#### THE REQUEST:
Please list every government official whom May names together with a title in the interview transcript below.

#### EXCERPTED TEXT:
-*-
MAY: Listen, this is an important question and maybe the important question, how imminent is the possibility that he will have nuclear weapons that he can deliver against us or against one of our allies.

You're right, if the intelligence estimates are, hey, he's years away, then we have got plenty of time to figure this out. If, on the other hand, the intelligence estimates are, no, we don't have that kind of time, and what we have been hearing from President Bush and Secretary Rumsfeld and Vice President Cheney is that we don't have quite that much time.

But you're right, the question is, do we benefit from waiting or do we benefit from going sooner, which doesn't necessarily mean tomorrow or next month; it could mean early next year. There is question, though, Miles, you've got to ask, why wait too long? By the time you get a smoking gun, you could have a mushroom cloud. Do you want to do that? Do you want to let him hit us again, and then punish him for that? Is the point to prevent the next 9-11? I think a lot of people are thinking today that our strategic goal has to be to prevent future 9/11.

O'BRIEN: All right, and no one wants to see another 9-11, no one wants to see a mushroom cloud. But by the same token, no one wants to see something where American blood is spilled for something that is, after all, contained, at least for now. How -- isn't there a way, given all of our capabilities, to just contain this threat before actually sending troops into Baghdad?

MAY: And again, it gets back to whether our intelligence estimates are that as we wait, he is getting stronger and getting closer to having nuclear and other weapons of mass destruction capability, or whether he is being stalemated and stymied as we do this.

What we want is to remove his weapons of mass destruction. A lot of people feel the only way to do that and be sure you've done it is to secure regime change, which is remove him. But listen, if he were to say tomorrow, hey, I'm done, I'm stepping down, I'm retiring, I'm going to have a TV show here in Baghdad, that would be fine. If he were to say, bring in the weapons inspectors, they can go anywhere they want, any mosque, any school, any one of my palaces, that would be interesting too. So far we don't have that.

O'BRIEN: A final point. If, in fact, there's enough evidence out there, the satellite or what other, that there are certain facilities where nukes are being produced, wouldn't it be wiser and safer to bomb those facilities, as opposed to going for the ultimate goal here that the Bush administration has been pushing, which is regime change?

MAY: And, Miles, believe me, there are people working hard in the Pentagon coming up with just those kinds of contingency plans. The question may be, can you locate them all, do you know where they are? If there are hundreds of them, can you hit them all? And if they are very, very deeply buried, can you hit them all in a way that knocks them out?
-*-
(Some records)
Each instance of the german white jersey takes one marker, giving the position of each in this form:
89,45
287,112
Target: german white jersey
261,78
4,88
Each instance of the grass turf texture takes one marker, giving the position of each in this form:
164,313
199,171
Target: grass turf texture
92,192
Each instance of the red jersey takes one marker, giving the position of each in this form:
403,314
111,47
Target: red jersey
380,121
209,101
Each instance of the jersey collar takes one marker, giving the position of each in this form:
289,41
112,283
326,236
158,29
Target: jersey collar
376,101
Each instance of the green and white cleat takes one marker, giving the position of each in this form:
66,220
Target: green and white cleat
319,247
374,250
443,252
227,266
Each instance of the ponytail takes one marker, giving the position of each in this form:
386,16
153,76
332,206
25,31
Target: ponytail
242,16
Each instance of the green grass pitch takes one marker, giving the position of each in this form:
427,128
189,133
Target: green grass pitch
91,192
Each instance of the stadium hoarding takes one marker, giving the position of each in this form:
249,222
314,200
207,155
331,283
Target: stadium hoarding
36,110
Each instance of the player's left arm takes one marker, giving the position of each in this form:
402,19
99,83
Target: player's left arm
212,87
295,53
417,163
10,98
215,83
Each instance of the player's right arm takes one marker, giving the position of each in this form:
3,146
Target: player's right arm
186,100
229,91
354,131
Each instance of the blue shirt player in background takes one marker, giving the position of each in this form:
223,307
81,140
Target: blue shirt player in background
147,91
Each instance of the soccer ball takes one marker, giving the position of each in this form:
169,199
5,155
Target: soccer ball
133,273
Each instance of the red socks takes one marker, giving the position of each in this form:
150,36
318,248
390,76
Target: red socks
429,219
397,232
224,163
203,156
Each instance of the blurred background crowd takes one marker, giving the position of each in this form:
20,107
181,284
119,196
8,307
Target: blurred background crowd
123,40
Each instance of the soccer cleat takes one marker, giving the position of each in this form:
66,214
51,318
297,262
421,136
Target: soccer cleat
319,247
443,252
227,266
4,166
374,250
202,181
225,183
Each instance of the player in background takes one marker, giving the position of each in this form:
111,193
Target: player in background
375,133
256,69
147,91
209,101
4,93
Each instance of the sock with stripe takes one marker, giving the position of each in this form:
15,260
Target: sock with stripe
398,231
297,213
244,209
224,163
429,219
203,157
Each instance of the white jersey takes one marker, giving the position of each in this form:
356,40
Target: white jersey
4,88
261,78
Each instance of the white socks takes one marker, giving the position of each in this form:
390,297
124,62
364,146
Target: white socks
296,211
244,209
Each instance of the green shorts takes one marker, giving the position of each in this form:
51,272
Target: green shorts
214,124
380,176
-*-
#### TASK RESPONSE:
President Bush, Secretary Rumsfeld, Vice President Cheney